HOW TO COMPLETE THIS TASK: Find the line with "Where can you spot the woman with white" in the entries below, then reproduce it and every line after it down to and including the line with "Where can you spot the plastic bag", exactly.
== PROVIDED ENTRIES
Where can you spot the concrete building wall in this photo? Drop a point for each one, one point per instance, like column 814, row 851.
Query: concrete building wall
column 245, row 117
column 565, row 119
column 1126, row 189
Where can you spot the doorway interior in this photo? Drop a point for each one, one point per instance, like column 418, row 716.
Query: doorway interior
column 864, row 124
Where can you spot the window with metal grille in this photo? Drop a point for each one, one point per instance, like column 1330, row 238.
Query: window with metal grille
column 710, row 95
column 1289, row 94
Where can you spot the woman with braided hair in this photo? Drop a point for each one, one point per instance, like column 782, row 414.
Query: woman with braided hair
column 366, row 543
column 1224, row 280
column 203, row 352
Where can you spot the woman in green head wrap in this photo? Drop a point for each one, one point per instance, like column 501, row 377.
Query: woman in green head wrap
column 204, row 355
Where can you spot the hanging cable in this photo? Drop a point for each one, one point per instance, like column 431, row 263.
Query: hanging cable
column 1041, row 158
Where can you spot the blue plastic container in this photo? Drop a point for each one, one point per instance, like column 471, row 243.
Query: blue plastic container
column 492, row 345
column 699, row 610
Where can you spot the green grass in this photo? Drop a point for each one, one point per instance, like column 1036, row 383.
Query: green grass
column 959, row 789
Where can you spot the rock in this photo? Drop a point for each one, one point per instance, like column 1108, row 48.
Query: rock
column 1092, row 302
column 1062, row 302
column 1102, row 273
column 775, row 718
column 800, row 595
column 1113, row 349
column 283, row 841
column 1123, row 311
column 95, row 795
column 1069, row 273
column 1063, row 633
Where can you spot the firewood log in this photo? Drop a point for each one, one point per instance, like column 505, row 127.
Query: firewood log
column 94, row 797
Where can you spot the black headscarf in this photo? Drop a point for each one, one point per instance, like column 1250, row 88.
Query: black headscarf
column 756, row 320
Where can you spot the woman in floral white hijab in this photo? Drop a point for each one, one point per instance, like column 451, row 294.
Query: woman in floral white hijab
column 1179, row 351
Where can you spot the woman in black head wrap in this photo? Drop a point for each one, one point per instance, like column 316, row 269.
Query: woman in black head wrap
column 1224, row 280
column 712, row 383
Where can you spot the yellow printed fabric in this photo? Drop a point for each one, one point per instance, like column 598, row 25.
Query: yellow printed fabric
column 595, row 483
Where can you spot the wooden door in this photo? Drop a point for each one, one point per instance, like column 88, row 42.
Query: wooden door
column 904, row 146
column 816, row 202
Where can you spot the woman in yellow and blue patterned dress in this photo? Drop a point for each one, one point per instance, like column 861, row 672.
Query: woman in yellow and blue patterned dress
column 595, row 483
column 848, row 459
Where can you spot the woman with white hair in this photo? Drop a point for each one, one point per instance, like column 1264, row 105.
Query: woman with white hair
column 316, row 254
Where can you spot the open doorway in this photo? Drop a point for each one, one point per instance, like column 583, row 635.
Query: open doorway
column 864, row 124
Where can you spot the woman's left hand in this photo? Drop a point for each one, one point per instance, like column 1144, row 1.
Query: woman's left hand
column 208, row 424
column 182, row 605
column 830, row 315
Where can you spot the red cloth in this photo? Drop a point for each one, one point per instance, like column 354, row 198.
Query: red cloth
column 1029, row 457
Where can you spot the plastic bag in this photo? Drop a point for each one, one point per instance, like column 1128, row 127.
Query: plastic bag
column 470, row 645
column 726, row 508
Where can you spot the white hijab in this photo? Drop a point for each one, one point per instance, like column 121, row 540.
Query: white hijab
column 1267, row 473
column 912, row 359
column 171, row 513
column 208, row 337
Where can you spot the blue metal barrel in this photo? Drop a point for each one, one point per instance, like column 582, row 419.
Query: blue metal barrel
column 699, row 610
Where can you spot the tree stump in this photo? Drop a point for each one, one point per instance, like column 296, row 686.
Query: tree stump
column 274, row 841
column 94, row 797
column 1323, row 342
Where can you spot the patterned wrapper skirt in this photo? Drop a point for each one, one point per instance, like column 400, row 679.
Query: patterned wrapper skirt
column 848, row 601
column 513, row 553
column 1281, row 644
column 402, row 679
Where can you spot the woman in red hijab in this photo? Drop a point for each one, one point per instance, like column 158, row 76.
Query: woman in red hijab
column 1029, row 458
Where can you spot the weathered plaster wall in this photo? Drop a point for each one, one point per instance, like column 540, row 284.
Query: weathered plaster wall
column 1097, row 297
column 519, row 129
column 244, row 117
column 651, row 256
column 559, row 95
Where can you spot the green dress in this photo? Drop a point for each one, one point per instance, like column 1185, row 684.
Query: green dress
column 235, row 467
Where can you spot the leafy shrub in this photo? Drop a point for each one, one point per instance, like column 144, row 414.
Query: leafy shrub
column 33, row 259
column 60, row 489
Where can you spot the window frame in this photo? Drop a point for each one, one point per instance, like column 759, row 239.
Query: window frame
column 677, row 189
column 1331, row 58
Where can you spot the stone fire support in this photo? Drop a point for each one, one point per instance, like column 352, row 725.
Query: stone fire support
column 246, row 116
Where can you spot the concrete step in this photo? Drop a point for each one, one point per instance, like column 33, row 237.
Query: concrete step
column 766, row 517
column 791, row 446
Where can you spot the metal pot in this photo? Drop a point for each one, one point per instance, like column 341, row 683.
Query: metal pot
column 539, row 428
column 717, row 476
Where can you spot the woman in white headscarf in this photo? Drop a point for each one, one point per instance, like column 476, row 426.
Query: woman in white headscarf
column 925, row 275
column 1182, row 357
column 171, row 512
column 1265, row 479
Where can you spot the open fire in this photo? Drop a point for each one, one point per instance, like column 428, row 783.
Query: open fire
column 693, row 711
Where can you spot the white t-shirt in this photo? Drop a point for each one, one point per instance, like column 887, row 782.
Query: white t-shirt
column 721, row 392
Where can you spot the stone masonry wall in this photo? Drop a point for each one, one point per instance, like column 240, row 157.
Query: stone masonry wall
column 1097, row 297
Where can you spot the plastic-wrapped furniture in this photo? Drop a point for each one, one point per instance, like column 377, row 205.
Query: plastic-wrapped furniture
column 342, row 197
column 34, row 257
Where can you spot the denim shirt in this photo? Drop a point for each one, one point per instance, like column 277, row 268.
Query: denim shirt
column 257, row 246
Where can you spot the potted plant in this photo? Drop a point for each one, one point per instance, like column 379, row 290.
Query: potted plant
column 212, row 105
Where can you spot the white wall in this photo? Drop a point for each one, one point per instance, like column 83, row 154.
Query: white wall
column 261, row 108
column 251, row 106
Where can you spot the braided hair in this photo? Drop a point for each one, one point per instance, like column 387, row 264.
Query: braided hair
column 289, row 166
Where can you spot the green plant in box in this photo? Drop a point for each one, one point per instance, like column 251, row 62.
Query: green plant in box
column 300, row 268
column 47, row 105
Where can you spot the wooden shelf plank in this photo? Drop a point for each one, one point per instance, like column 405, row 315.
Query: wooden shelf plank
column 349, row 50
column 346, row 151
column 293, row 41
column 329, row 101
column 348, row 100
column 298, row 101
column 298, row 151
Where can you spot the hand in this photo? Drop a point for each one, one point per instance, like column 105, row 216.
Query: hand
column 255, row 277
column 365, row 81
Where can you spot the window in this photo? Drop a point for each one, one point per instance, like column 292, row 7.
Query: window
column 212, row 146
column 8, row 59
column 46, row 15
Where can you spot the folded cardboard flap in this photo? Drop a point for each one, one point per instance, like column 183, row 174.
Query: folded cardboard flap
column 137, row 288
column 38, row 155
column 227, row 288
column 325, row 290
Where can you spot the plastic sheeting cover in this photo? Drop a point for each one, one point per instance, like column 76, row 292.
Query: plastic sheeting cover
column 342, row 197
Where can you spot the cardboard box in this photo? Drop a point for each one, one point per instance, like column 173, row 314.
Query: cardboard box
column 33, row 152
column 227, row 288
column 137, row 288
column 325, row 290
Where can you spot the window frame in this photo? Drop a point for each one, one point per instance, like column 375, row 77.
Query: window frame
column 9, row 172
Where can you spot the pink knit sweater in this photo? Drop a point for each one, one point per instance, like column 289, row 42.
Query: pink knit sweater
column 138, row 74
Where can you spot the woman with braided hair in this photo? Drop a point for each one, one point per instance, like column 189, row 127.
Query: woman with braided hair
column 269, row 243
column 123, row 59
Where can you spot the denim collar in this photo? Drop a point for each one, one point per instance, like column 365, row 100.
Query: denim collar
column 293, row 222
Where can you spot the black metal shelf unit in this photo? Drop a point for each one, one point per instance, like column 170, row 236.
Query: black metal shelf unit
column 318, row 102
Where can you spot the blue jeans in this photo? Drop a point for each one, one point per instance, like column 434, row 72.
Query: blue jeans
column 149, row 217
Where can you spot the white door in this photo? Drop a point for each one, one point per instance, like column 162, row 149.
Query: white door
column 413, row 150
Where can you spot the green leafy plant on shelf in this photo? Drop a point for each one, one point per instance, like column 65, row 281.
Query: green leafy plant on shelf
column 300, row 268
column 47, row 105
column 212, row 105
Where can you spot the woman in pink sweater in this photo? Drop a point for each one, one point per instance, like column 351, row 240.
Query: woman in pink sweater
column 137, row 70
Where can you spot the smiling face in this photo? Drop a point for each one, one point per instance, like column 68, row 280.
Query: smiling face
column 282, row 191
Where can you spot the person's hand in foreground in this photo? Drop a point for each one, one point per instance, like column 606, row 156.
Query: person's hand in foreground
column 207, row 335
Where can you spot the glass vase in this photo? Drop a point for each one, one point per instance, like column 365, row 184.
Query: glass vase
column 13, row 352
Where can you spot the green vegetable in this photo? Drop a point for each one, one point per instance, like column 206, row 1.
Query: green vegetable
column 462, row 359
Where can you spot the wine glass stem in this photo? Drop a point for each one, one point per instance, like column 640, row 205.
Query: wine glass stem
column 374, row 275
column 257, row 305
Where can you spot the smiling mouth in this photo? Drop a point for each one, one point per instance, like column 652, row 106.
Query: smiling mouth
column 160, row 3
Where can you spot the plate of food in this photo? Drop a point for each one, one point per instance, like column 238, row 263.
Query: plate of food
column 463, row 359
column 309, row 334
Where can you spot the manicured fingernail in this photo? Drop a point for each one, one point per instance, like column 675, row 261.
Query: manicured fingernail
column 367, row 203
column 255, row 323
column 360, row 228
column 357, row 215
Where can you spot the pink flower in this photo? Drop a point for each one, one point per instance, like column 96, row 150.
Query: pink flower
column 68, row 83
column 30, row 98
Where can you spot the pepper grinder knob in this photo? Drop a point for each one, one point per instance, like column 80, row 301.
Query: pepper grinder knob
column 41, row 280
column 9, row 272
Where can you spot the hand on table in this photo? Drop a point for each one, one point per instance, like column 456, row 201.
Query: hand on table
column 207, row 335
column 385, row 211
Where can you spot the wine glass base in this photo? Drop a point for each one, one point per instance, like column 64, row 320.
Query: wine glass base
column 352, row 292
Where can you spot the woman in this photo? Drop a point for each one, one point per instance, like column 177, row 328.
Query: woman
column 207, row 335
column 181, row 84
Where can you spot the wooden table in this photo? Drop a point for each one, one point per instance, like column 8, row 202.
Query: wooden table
====
RESPONSE TO THIS TASK:
Where can you spot the woman with white hair in this photo? Drop a point for each one, one point per instance, like column 1264, row 105.
Query: woman with white hair
column 316, row 254
Where can you spot the open doorway in this photo? Drop a point for each one, one point per instance, like column 583, row 635.
Query: open doorway
column 864, row 124
Where can you spot the woman's left hand in this photo? Drop a point for each one, one point per instance, like column 1144, row 1.
Query: woman's left hand
column 208, row 424
column 182, row 605
column 830, row 315
Where can you spot the red cloth in this photo? Drop a point for each one, one point per instance, like column 354, row 198.
Query: red cloth
column 1029, row 457
Where can you spot the plastic bag in this photo? Drop a point for each one, one point per instance, like column 1128, row 127.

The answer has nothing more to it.